EXERCISE REQUIREMENTS → Everything in the entries except the pictures should be repeated exactly.

TASK INPUT →
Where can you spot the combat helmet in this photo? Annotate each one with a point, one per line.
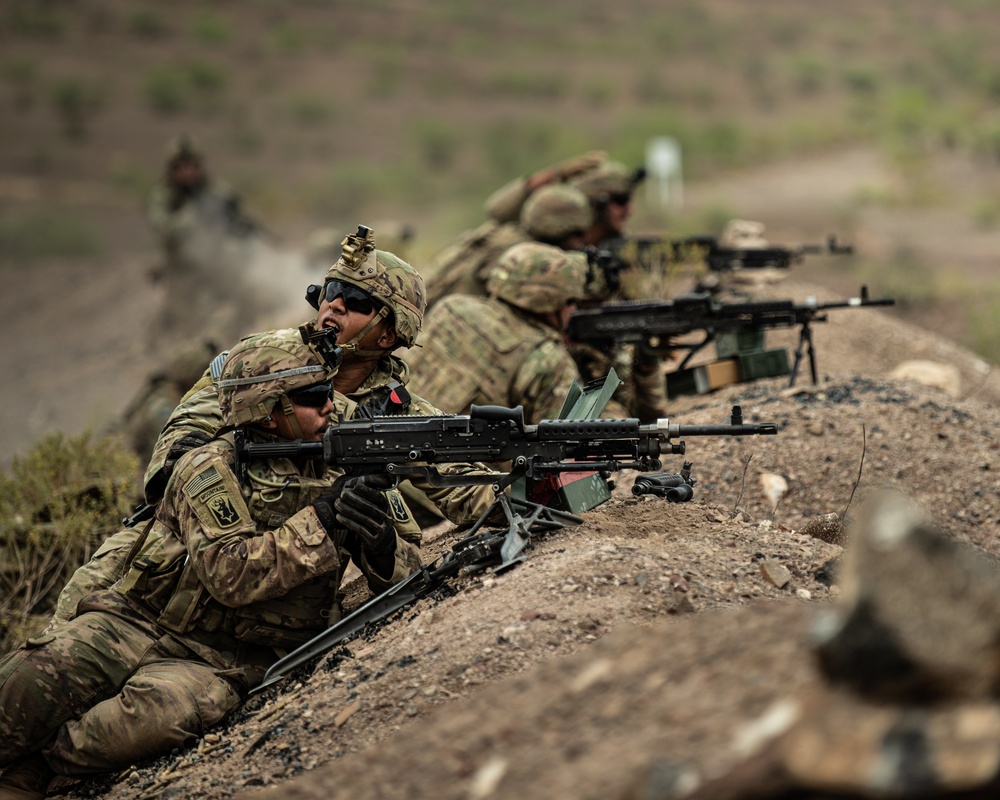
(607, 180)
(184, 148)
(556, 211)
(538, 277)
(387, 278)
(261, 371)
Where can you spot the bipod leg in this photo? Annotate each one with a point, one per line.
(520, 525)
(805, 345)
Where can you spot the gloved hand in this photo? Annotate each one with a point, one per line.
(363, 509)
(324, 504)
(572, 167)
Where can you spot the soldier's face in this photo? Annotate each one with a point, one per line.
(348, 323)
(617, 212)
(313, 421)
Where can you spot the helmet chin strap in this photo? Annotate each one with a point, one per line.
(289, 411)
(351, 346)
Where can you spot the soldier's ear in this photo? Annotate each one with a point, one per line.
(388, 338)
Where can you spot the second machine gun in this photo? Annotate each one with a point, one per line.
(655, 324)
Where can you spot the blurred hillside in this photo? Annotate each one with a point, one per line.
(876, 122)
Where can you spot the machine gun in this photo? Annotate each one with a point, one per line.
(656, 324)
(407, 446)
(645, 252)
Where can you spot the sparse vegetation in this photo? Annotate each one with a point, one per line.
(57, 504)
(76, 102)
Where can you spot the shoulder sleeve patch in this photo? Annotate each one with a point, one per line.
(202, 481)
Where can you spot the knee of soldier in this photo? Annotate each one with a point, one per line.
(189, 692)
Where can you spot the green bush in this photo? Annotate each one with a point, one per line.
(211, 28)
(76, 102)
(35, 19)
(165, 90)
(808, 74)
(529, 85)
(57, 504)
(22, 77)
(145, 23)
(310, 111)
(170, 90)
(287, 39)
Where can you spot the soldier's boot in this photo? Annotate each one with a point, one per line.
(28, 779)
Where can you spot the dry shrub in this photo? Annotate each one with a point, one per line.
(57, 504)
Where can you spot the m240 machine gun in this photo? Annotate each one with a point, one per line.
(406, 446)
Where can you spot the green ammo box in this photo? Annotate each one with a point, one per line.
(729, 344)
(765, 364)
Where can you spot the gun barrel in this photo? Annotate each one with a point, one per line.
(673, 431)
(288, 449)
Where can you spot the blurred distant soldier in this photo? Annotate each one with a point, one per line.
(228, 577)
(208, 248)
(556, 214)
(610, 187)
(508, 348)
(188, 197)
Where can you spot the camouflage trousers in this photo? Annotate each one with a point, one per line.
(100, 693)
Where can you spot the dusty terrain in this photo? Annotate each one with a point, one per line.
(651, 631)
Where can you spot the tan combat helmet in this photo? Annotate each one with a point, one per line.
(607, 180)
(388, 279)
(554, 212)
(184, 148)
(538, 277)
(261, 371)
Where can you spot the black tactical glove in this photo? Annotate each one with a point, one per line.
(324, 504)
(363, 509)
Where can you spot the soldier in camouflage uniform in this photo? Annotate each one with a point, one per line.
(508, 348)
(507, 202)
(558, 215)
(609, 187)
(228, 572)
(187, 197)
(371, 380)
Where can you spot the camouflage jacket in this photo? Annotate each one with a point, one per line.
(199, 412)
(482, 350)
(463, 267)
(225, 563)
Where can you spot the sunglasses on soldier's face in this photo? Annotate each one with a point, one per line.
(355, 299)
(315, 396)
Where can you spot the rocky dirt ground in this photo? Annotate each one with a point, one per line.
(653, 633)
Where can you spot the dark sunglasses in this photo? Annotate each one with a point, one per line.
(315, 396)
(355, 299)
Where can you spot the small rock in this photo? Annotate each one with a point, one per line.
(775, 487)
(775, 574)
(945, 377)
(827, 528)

YOUR SOLUTION →
Where can you spot the combat helmet in this photo? Annotate each one with a point, one per line.
(607, 180)
(184, 148)
(556, 211)
(538, 277)
(387, 278)
(261, 371)
Where can you spot the bipod leg in this photo? Annotate each one with a point, one per line.
(520, 525)
(805, 345)
Where can you spot the gloved hand in this photo? Annotate each one with a point, one per line.
(363, 509)
(324, 504)
(572, 167)
Where can you spot the soldier's face in this photo? Annotate each one with a point, one per line.
(348, 323)
(617, 212)
(313, 421)
Where can you spot the helmet chin strap in this photo? Annotate each one with a point, one per line.
(289, 411)
(351, 346)
Where can you spot the soldier's ear in this photo? Annotate each one with a point, one per line.
(388, 338)
Where can you spot the second machine gun in this photo? Annotate each one with a point, one per line.
(655, 324)
Where can you spot the blurred hillside in this photo? Annotate each one with a point, one per line.
(876, 122)
Where can you spot the machine gun in this photo? Annotate each one with a point, one per line.
(656, 324)
(407, 446)
(645, 252)
Where can you spot the sparse vegetation in this photo? Annotate each one with a point, one per line.
(57, 504)
(76, 102)
Where can you spot the shoulder sleeve patch in this photo? Annotate each one with a point, one per line.
(202, 481)
Where can you spot the knee of soldier in this photo? Annotate each one with a point, one per line.
(189, 692)
Where can you spot the green bush in this photo? Annotate each one with a point, one per line.
(211, 28)
(76, 102)
(35, 19)
(165, 90)
(808, 74)
(529, 85)
(57, 504)
(22, 77)
(145, 23)
(310, 111)
(170, 90)
(287, 39)
Where can you spot the soldier's boot in this photo? Annotate each one with a point, one per line.
(28, 779)
Where can you spot the dry shrub in this photo? Annotate each one with a point, one per line.
(57, 504)
Where can you spot the m240 machine gun in this photo? Annotate each one with a point, one per line.
(406, 446)
Where can you spot the green ammo box in this photo? Annotate each one with a point, one per line.
(729, 344)
(765, 364)
Where can you spot the gun barrel in this photo? Annotate each one with a point, one per line.
(673, 431)
(288, 449)
Where can you spot the blurred distant soldier in this photo? Annotate each one with a point, one per line.
(228, 577)
(208, 248)
(556, 214)
(610, 187)
(508, 348)
(188, 197)
Where can you spot the camouflage trousers in this photo? Annotate each one with a point, one per line.
(100, 693)
Where can you spot the dusty terrain in this photo? Annotate each one with a point, one per line.
(651, 631)
Where can you spot the tan combat helmet in this photo? Annotate each one with a point, one per line.
(607, 180)
(388, 279)
(554, 212)
(184, 148)
(538, 277)
(261, 371)
Where can you spot the black tactical glove in this photo? Annotate each one with a point, one per line.
(324, 504)
(363, 509)
Where can you spot the soldier in camouflage uniform in this photo? Annotate each one with a point, one per line.
(508, 348)
(507, 202)
(558, 215)
(609, 187)
(228, 572)
(187, 197)
(371, 380)
Where can you spot the camouflage jacket in this photo? Annotate each one with a point, one per line.
(199, 412)
(482, 350)
(463, 267)
(225, 563)
Where can you spot the sunglasses on soldier's face in this photo? Annotate each one with a point, one per line.
(355, 299)
(315, 396)
Where can you spot the rocky dirt ground in this photo? Annotate each one with a point, one per line.
(653, 633)
Where can you spot the dark sunglasses in this photo? Annotate each one with a point, one per line.
(315, 396)
(355, 299)
Where can you spot the small rock in this photo? Annotate each one with a point, one per line.
(775, 487)
(775, 574)
(945, 377)
(827, 528)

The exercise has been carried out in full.